[Excerpts from point annotation data]
★ ★ ★

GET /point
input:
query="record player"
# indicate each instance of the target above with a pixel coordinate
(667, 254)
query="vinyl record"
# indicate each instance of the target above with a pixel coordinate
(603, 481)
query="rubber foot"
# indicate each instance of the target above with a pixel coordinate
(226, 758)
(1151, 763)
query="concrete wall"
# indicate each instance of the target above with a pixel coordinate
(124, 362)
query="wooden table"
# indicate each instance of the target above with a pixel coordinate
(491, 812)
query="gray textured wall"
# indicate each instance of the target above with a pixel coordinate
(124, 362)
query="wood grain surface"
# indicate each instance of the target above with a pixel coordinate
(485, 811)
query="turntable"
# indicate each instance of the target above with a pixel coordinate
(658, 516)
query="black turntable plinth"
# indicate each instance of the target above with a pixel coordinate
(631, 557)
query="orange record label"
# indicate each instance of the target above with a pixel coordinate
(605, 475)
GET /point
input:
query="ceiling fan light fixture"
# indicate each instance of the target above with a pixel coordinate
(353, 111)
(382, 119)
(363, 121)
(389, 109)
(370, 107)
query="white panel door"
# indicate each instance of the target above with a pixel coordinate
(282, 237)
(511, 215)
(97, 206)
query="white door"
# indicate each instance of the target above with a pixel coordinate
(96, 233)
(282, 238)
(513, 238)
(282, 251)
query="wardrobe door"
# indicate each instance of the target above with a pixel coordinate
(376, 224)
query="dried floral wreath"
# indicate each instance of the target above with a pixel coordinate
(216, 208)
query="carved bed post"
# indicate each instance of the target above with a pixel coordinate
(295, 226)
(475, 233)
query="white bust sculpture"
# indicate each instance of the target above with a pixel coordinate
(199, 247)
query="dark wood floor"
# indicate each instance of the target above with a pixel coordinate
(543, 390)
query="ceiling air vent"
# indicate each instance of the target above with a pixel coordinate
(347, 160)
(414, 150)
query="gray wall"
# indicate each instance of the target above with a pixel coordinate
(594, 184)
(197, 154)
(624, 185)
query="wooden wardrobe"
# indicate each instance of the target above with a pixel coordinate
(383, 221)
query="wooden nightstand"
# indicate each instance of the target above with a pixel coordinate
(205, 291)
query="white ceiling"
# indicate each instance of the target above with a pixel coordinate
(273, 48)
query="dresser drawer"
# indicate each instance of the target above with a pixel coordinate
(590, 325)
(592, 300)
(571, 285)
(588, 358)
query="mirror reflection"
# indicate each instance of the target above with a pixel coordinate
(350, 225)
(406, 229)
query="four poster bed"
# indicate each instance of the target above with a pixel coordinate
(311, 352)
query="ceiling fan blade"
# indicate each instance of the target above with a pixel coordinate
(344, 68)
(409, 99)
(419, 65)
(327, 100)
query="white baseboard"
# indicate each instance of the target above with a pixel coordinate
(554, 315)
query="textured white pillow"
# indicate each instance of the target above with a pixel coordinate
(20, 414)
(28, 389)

★ ★ ★

◆ What the task asks:
All of the records must be repeated exactly.

◆ Output of the exercise:
GET /point
input:
query="record player"
# indicate each instance of the target above with a pixel coordinate
(667, 254)
query="vinyl record"
# indicate each instance of the target above with a pixel coordinate
(603, 481)
query="rubber foot"
# indicate each instance of the target above with a pixel coordinate
(226, 758)
(1151, 763)
query="concrete wall"
# indicate each instance of the target above with a pixel coordinate
(124, 362)
query="wooden table"
# indicate each instance of the target above with a pixel coordinate
(491, 812)
query="gray textured wall"
# indicate each instance of the target above with a pixel coordinate
(124, 362)
query="wood grain surface"
# indicate each instance of the target above with a pixel coordinate
(485, 811)
query="turntable"
# indicate each instance of the target above with a pixel coordinate
(658, 516)
query="black turntable plinth"
# indicate each instance of the target above with a pixel coordinate
(631, 557)
query="orange record label"
# indicate each instance of the target above with a pixel coordinate
(605, 475)
GET /point
input:
query="ceiling fan light fixture"
# indicate each instance of the target above with a pixel coordinate
(353, 111)
(382, 119)
(363, 121)
(389, 109)
(370, 107)
query="white panel door"
# indicate each instance of the target above with a pixel coordinate
(282, 237)
(511, 215)
(97, 206)
query="white door"
# indicate each instance of the target above with a pixel coordinate
(96, 233)
(282, 238)
(513, 238)
(282, 251)
query="wardrobe door"
# indicate each instance of the target above with a pixel coordinate
(376, 224)
query="dried floral wreath"
# indicate each instance of the target above with a pixel coordinate
(216, 208)
query="carved bed post"
# indicate each instance of the target above with a pixel coordinate
(295, 226)
(475, 233)
query="white bust sculpture"
# indicate each instance of the target above with a pixel coordinate
(199, 247)
query="dark wood floor"
# indicate each instance of the target above with a pixel coordinate
(543, 390)
query="ceiling air vent"
# indicate each instance of the target above with a pixel coordinate
(347, 160)
(414, 150)
query="gray wall"
# indicate each instance of the target above with a pixel coordinate
(594, 184)
(197, 154)
(624, 185)
query="wooden wardrobe"
# indicate each instance of the target above with a pixel coordinate
(383, 221)
query="wooden nightstand"
# indicate each instance of the target above with a pixel coordinate
(205, 291)
query="white ceiling"
# indicate each instance of the target above with a pixel coordinate
(273, 48)
query="dresser drawer"
# indicate each instance of the target above with a pixel coordinate
(590, 325)
(592, 300)
(571, 285)
(588, 358)
query="mirror reflection"
# indicate each instance of the target above with a pixel coordinate
(350, 225)
(406, 229)
query="four poster bed"
# indicate each instance of the target above with a pixel coordinate
(311, 352)
query="ceiling fan blade"
# indicate each instance of the target above with a pixel coordinate
(344, 68)
(409, 99)
(419, 65)
(327, 100)
query="white baseboard"
# indicate each instance of the target above with a pixel coordinate
(554, 315)
query="textured white pillow"
# indicate each instance of the target above with a pixel coordinate
(20, 414)
(28, 389)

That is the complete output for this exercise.